→ **Task requirements**: Your task is to print every entry below exactly as given.

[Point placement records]
** START **
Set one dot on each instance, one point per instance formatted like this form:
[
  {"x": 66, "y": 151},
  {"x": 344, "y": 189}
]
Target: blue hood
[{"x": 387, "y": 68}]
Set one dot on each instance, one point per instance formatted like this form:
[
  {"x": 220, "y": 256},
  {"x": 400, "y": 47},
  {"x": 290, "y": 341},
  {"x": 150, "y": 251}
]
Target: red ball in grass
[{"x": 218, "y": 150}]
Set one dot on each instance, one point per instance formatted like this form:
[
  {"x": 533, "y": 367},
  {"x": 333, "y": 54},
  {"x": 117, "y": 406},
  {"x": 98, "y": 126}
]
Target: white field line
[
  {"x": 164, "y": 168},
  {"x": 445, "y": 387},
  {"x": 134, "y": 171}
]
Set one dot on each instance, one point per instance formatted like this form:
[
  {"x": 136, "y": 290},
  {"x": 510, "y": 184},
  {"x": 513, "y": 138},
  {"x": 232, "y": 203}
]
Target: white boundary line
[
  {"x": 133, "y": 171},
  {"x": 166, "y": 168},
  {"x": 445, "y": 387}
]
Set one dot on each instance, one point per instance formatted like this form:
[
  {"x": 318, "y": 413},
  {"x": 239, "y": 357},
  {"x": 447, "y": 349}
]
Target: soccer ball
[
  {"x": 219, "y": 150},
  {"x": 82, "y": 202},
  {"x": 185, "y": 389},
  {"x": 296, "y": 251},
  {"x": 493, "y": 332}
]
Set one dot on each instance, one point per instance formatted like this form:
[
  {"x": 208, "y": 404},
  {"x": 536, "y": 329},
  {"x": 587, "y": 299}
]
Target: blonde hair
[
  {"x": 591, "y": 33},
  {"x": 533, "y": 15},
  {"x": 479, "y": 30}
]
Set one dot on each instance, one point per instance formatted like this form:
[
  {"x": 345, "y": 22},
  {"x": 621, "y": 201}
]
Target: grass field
** END **
→ **Finished exercise**:
Set one dot on each instance, one point per instance formatted like this form:
[
  {"x": 66, "y": 151},
  {"x": 344, "y": 189}
]
Target: blue hood
[{"x": 387, "y": 68}]
Set one dot on each instance, one point per instance formatted like this form:
[
  {"x": 220, "y": 256},
  {"x": 400, "y": 47},
  {"x": 290, "y": 341},
  {"x": 150, "y": 251}
]
Target: red ball in grass
[{"x": 218, "y": 150}]
Set one dot on each instance, one point per instance formatted like this form:
[
  {"x": 533, "y": 367},
  {"x": 333, "y": 54},
  {"x": 117, "y": 406},
  {"x": 98, "y": 126}
]
Target: white field line
[
  {"x": 164, "y": 168},
  {"x": 445, "y": 387},
  {"x": 134, "y": 171}
]
Set one dot on each instance, one point per instance formatted like this form:
[
  {"x": 136, "y": 290},
  {"x": 510, "y": 184},
  {"x": 513, "y": 138},
  {"x": 232, "y": 203}
]
Target: white boundary line
[
  {"x": 133, "y": 171},
  {"x": 166, "y": 168},
  {"x": 445, "y": 387}
]
Set one dot on each instance, one point per instance formatted like this form:
[
  {"x": 318, "y": 413},
  {"x": 239, "y": 357},
  {"x": 447, "y": 349}
]
Target: soccer ball
[
  {"x": 219, "y": 150},
  {"x": 82, "y": 202},
  {"x": 185, "y": 389},
  {"x": 296, "y": 251},
  {"x": 493, "y": 332}
]
Set one dot on each instance, one point per instance formatted like this form:
[
  {"x": 208, "y": 404},
  {"x": 536, "y": 329},
  {"x": 587, "y": 299}
]
Target: blonde hair
[
  {"x": 591, "y": 33},
  {"x": 533, "y": 15},
  {"x": 479, "y": 30}
]
Set one dot on each instance, one point per instance formatted like this form:
[
  {"x": 345, "y": 22},
  {"x": 621, "y": 201}
]
Target: grass field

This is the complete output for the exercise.